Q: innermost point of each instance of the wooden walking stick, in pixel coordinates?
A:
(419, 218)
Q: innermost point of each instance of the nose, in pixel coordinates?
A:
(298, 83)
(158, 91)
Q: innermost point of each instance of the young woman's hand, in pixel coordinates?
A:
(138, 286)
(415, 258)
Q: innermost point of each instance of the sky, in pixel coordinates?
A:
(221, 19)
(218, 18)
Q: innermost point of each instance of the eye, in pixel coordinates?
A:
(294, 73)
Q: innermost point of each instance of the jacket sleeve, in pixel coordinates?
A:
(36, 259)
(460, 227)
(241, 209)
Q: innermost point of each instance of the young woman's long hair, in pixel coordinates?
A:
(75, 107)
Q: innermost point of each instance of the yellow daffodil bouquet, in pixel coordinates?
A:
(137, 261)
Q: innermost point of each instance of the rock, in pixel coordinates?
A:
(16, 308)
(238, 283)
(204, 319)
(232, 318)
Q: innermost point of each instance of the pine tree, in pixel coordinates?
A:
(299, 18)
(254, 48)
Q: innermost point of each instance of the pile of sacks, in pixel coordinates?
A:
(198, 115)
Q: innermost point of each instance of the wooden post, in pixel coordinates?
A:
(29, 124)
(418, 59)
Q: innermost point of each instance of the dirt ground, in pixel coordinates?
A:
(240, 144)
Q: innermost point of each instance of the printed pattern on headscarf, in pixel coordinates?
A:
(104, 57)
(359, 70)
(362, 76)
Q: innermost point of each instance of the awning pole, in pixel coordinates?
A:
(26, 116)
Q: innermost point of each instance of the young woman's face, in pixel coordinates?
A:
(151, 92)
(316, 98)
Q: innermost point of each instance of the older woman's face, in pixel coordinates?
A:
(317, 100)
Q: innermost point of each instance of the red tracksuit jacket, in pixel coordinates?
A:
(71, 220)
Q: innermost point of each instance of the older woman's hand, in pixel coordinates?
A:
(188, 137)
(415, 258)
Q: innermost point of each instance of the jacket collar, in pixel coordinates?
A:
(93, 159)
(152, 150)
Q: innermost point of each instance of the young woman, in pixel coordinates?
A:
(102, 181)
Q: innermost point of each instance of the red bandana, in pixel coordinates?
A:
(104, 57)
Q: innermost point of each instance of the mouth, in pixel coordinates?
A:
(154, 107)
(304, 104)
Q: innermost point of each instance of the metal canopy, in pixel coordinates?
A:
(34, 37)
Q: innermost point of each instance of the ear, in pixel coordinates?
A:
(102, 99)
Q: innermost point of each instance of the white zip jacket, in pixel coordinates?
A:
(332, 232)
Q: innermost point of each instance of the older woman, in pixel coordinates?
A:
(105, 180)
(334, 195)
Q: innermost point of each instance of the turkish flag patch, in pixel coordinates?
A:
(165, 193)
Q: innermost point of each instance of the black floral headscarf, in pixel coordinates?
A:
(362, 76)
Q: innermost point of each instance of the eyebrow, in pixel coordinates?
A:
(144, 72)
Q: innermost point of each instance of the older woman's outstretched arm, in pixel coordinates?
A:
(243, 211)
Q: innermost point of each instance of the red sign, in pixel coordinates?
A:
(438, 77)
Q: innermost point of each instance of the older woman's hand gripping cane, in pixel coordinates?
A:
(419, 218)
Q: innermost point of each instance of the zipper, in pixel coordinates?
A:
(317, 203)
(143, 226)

* _PROBLEM TO WORK ON_
When a line of the records holds the word "jacket", copy that line.

* _TASK OUTPUT_
Q: innermost point of each instance of the jacket sleeve, in pixel coordinates?
Q: innermost point of each instance of the red tracksuit jacket, in pixel coordinates?
Q: innermost point of each instance of the jacket collar, in pixel coordinates?
Q: innermost point of each instance of the white zip jacket, in pixel coordinates?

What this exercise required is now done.